[Data extracted from a collection]
= = =
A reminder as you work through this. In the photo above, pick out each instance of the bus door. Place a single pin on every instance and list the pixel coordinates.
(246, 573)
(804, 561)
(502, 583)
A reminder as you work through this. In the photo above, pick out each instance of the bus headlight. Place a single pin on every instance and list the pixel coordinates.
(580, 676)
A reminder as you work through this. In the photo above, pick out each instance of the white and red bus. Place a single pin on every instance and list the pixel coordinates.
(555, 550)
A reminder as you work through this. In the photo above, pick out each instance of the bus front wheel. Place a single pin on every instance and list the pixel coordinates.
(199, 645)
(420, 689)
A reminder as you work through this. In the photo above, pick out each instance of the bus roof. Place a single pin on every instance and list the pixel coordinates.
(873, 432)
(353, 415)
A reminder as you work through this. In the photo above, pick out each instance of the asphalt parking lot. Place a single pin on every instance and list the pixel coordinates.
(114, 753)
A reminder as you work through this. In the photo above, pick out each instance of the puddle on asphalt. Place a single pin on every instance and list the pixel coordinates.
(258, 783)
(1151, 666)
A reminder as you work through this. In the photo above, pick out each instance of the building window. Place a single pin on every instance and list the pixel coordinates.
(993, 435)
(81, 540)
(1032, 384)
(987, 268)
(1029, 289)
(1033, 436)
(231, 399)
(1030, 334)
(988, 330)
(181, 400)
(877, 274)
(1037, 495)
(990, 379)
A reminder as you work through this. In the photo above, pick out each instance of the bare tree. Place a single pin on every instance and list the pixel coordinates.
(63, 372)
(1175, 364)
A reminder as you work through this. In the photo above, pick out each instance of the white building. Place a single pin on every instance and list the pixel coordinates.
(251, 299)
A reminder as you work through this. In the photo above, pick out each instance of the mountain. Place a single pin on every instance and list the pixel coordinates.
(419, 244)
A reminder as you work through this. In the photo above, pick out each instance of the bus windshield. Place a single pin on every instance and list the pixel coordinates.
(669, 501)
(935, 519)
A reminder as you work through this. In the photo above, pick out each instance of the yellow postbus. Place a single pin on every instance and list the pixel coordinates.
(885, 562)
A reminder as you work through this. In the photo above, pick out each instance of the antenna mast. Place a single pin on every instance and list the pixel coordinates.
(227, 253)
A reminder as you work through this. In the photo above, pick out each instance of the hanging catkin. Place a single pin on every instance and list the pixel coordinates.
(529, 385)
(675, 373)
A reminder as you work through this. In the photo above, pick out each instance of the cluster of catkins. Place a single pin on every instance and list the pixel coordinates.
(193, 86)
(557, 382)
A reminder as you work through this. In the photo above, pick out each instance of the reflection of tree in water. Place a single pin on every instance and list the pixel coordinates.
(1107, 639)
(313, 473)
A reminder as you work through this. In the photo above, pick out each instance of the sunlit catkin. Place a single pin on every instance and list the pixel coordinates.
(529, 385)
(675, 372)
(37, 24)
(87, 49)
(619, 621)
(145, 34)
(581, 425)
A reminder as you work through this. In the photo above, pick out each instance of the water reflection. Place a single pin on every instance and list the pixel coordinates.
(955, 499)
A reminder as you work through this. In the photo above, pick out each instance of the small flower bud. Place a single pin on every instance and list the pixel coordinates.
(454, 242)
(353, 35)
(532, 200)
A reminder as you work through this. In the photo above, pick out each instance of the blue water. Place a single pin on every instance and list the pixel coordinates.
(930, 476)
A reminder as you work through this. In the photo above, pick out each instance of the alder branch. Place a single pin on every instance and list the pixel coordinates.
= = =
■ Problem description ■
From the first line to the last, restate the data above exactly.

■ Written answer ■
A reminder as you work through this. In the photo above, pick out each instance of the bus door. Place a single pin on every instance and list the pixel coordinates.
(246, 573)
(804, 561)
(502, 583)
A reminder as you work through this. In the photo above, pick out each instance of the bus headlight. Place a single pin on every instance and list the pixel coordinates.
(580, 676)
A reminder as you work through this. In the photo above, pick out each instance of the white and red bus. Place a single pin on every instance and list the pixel coordinates.
(555, 550)
A reminder as you work through this. In the photo above, pick out each instance of the bus front wheel. Place a single pin on every instance and list the pixel coordinates.
(199, 645)
(420, 689)
A reminder as you work through this. In the photo above, pick out each instance of the bus roof. Place a single pin on every instance and list the pixel coordinates.
(873, 432)
(353, 415)
A reminder as you work through this. In the photo above, pick out each instance of the asphalt parking lot. Place a single pin on every instance and list the pixel coordinates.
(114, 753)
A reminder as you work through this. In the photo above, pick out each instance of the puddle on asphalt. Place a single pin on every instance and list the pixel coordinates.
(258, 783)
(1151, 666)
A reminder as you work through this. In the photo above, pick out each instance of the building window. Place a single pin on every instance and list the pixel coordinates.
(993, 435)
(81, 540)
(1032, 384)
(987, 268)
(1029, 289)
(1033, 436)
(231, 399)
(1030, 334)
(988, 330)
(181, 400)
(877, 274)
(1037, 495)
(990, 379)
A reminder as you work through this. In the photo above, pick out each instance of the bare tree. Place a single pin on every instance and list the pixel coordinates.
(63, 372)
(1175, 364)
A reminder as you work through this. In the photo above, pick out each instance of the white building. Place a single pin on every instance and list the pixel coordinates.
(251, 299)
A reminder as you work through this. In the photo above, pick out each instance of the mountain. Place a single pin on every instance and list the pixel coordinates.
(419, 244)
A reminder as you work through this. In the photo above, pick out each instance of the bus windshield. Place a single pin on every instance and list the pixel coordinates.
(669, 501)
(935, 519)
A reminder as you work through this. In the photo above, pick out each instance of the yellow postbus. Place a single pin on every instance and list the pixel coordinates.
(885, 562)
A reminder as you work through this. In the photo above, pick out each instance of the antenna mast. Place a single pin on every instance and list the pixel coordinates.
(227, 253)
A reminder as you work through this. In the photo above, pick out each instance of the hanging catkin. Place a single pin on every instance and list the pixel coordinates.
(529, 385)
(675, 373)
A reminder as you work through this. In the photo above, pick out each instance of the cluster of catkins. Place a single pin on every instance and list the pixel coordinates.
(193, 86)
(557, 382)
A reminder as you work through this. In the photo above, pick out each instance of the reflection of tree in water. Place a single pin on every instance and list the pixel coordinates.
(1107, 639)
(313, 473)
A reminder as you work through this. In the photo above, pick out each instance of the sunlit catkin. Place a single pin on every instance and list the pixel coordinates.
(529, 385)
(675, 372)
(37, 24)
(87, 49)
(619, 621)
(145, 34)
(581, 425)
A reminder as you work through this. In the photo above, pick out each instance of the water reflection. Place a single pin on every instance and list the pixel coordinates.
(955, 499)
A reminder as you work through this. In the photo above, pick out each instance of the small flower bud. Place a single pin on every instance and list the pixel coordinates.
(454, 242)
(353, 35)
(532, 200)
A reminder as you work through this. In the photo above, pick out each instance of the blue water. Place a single pin on every instance and list the pixel coordinates.
(930, 476)
A reminder as you work through this. In the photo above, pick out each instance of the alder branch. Place a single pin on every instance and list the pixel coordinates.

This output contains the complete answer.